#### Task prompt
Gather every line of the listing below that contains the string "blue", and match case exactly.

#### Dataset excerpts
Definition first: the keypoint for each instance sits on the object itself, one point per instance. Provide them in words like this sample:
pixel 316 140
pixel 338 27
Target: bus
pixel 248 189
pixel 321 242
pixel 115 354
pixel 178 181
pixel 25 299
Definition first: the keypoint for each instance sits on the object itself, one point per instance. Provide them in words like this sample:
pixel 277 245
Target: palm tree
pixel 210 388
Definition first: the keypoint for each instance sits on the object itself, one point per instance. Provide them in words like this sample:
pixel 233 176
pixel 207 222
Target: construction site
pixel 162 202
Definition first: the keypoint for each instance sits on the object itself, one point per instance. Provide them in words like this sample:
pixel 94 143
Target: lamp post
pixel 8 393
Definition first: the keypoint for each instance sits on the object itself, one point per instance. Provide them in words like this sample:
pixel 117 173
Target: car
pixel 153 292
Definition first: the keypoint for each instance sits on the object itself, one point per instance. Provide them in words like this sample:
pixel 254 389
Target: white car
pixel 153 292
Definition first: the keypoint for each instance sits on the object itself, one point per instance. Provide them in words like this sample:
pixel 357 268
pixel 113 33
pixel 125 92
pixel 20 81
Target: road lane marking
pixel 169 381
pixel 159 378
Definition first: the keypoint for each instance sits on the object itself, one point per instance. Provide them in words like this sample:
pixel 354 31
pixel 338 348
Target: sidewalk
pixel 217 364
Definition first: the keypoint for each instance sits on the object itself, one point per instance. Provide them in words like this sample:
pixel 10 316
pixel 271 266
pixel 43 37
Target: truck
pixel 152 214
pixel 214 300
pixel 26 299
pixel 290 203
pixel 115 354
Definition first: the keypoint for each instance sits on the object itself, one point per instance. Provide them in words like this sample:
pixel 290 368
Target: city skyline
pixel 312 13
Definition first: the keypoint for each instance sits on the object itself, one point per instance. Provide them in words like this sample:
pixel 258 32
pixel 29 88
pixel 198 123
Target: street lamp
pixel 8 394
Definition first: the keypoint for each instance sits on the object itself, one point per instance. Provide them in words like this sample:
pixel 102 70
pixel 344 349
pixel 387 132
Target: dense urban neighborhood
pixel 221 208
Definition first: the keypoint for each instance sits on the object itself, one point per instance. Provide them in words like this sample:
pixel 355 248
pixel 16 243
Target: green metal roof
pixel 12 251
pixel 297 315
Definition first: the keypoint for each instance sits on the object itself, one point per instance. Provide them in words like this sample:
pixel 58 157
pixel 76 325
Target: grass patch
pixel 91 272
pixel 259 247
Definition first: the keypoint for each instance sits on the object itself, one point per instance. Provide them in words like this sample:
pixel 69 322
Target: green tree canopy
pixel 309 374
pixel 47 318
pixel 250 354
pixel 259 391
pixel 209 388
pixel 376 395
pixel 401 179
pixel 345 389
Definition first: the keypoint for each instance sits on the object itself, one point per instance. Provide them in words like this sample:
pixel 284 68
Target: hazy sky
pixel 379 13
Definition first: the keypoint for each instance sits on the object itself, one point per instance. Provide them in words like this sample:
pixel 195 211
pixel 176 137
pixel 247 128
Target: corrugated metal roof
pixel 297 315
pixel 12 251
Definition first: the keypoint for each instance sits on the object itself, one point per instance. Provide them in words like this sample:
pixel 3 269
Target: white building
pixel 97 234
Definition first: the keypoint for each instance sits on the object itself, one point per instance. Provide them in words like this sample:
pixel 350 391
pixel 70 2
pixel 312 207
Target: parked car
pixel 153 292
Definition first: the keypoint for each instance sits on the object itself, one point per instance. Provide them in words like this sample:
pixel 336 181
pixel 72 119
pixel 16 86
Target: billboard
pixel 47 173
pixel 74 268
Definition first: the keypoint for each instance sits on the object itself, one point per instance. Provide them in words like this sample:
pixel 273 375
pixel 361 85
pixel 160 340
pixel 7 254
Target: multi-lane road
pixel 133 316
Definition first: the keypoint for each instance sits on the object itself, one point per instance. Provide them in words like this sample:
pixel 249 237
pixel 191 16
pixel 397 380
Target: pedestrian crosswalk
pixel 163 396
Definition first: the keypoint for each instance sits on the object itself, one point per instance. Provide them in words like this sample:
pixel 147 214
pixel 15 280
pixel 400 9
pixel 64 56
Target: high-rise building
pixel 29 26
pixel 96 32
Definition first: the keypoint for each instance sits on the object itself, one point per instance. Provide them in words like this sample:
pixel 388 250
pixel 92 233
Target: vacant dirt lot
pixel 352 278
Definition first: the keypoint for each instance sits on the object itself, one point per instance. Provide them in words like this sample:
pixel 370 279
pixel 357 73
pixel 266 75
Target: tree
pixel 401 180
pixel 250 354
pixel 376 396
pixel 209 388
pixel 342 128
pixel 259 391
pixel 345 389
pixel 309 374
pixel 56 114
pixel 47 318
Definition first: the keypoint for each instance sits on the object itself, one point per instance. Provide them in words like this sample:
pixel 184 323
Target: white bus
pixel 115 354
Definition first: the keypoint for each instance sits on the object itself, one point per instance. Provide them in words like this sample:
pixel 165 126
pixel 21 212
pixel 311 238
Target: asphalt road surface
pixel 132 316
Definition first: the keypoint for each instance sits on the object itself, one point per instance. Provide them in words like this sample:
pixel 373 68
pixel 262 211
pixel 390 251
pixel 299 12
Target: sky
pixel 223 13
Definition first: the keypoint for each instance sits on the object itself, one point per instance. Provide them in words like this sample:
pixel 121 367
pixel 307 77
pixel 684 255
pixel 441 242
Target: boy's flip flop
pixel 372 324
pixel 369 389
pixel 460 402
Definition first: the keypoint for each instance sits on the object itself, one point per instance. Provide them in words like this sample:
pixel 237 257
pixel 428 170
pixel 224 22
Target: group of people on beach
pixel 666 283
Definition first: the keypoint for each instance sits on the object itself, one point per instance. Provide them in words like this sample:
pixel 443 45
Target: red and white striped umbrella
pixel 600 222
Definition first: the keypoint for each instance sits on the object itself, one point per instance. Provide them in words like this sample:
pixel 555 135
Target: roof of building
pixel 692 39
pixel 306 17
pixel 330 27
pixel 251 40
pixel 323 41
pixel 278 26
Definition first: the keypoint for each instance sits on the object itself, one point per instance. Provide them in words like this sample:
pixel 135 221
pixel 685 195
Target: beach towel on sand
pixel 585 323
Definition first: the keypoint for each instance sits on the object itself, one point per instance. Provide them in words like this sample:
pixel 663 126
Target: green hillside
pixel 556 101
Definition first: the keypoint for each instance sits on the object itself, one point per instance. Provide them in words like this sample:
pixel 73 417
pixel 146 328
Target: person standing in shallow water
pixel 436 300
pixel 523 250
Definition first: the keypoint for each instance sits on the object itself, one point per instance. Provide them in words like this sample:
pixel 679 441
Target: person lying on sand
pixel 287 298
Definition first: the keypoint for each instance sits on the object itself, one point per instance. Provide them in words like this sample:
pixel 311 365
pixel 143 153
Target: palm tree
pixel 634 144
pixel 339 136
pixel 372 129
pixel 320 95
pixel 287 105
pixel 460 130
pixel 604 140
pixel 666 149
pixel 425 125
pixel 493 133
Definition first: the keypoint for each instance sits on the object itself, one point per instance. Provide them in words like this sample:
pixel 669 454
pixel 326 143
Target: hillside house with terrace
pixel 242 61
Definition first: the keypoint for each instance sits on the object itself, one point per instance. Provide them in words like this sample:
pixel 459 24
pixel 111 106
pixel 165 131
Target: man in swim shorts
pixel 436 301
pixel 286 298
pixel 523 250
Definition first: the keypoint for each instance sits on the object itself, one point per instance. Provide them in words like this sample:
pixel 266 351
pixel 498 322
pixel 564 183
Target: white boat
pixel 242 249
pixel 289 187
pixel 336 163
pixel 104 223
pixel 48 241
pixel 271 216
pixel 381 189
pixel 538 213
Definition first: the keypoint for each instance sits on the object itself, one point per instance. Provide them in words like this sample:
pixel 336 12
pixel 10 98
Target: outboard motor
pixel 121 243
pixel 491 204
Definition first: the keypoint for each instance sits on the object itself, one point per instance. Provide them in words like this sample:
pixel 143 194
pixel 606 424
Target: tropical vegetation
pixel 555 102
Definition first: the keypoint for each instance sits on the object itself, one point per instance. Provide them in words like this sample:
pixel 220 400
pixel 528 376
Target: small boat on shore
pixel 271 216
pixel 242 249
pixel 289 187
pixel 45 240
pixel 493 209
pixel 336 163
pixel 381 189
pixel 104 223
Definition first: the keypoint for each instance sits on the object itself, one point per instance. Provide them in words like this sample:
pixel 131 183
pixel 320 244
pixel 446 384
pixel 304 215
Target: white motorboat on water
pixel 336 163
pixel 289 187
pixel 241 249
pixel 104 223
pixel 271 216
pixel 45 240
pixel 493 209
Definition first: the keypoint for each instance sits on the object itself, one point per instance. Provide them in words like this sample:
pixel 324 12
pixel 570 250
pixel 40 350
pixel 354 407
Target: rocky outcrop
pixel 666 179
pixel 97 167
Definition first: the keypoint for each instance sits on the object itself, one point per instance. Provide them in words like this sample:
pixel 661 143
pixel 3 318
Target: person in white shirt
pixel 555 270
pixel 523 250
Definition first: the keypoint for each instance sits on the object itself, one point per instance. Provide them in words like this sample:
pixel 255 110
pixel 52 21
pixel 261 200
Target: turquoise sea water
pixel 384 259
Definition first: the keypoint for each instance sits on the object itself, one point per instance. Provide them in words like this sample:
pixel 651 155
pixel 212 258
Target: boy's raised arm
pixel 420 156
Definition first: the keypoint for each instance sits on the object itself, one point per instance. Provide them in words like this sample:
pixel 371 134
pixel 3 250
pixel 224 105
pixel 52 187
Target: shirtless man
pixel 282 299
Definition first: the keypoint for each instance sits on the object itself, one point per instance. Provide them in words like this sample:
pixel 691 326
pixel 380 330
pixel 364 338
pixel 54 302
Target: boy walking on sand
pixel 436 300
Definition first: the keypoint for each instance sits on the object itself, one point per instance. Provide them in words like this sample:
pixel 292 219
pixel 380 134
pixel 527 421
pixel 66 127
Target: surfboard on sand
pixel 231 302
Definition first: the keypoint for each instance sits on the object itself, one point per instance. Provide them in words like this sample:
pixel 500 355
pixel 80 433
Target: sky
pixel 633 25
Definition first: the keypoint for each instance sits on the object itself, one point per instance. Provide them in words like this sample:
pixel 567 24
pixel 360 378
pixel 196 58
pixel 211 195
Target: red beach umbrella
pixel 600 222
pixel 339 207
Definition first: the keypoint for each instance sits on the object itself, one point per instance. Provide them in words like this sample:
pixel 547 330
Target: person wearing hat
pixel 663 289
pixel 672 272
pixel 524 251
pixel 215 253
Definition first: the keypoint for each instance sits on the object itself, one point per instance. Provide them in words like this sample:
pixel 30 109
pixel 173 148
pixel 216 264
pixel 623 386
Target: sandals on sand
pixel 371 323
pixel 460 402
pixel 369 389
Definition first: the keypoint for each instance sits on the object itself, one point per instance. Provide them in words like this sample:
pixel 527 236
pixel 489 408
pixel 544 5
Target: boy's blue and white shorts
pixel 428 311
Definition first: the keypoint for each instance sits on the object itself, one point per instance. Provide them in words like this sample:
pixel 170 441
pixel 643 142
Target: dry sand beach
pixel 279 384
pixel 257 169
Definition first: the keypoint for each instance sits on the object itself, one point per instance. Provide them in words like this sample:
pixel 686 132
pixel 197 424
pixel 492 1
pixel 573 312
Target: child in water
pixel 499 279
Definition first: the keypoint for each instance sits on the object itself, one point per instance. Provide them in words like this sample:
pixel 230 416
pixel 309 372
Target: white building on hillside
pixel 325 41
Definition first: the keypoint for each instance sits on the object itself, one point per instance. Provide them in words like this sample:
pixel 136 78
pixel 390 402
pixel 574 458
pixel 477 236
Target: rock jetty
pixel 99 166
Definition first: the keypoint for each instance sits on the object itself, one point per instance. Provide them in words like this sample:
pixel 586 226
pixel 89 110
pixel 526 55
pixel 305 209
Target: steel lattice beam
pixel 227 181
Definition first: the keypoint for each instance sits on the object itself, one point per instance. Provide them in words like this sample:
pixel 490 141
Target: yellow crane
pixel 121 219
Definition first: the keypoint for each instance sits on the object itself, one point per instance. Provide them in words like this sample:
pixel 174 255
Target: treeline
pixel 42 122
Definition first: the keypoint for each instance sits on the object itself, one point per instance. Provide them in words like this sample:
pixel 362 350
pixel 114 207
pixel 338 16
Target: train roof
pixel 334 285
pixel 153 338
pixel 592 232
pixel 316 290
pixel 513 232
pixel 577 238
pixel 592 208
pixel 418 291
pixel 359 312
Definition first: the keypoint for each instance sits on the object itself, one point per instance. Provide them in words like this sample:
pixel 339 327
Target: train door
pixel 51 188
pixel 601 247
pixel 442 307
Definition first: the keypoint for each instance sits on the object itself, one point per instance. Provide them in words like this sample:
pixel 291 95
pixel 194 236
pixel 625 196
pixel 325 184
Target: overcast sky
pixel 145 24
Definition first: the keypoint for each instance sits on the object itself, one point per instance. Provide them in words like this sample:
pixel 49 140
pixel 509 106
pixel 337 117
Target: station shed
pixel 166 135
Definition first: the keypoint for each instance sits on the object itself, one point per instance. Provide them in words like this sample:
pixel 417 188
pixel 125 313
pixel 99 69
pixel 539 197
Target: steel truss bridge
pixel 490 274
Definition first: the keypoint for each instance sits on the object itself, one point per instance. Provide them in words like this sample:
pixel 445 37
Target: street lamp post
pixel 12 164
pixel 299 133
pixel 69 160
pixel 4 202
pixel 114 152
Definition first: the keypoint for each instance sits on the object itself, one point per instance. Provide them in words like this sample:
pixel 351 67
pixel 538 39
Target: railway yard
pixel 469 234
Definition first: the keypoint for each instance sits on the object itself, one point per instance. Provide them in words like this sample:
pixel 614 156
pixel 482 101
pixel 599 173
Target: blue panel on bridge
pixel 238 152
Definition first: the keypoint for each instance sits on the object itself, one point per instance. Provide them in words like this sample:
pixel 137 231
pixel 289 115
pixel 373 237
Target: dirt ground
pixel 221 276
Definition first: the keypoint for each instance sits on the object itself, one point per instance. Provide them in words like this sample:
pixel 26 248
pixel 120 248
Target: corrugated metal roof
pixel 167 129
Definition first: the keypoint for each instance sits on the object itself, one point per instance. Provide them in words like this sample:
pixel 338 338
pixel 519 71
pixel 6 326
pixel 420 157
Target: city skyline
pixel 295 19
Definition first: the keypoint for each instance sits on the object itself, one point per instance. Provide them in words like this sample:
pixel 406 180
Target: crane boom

#### Problem solution
Target: boy's blue and white shorts
Target: blue panel on bridge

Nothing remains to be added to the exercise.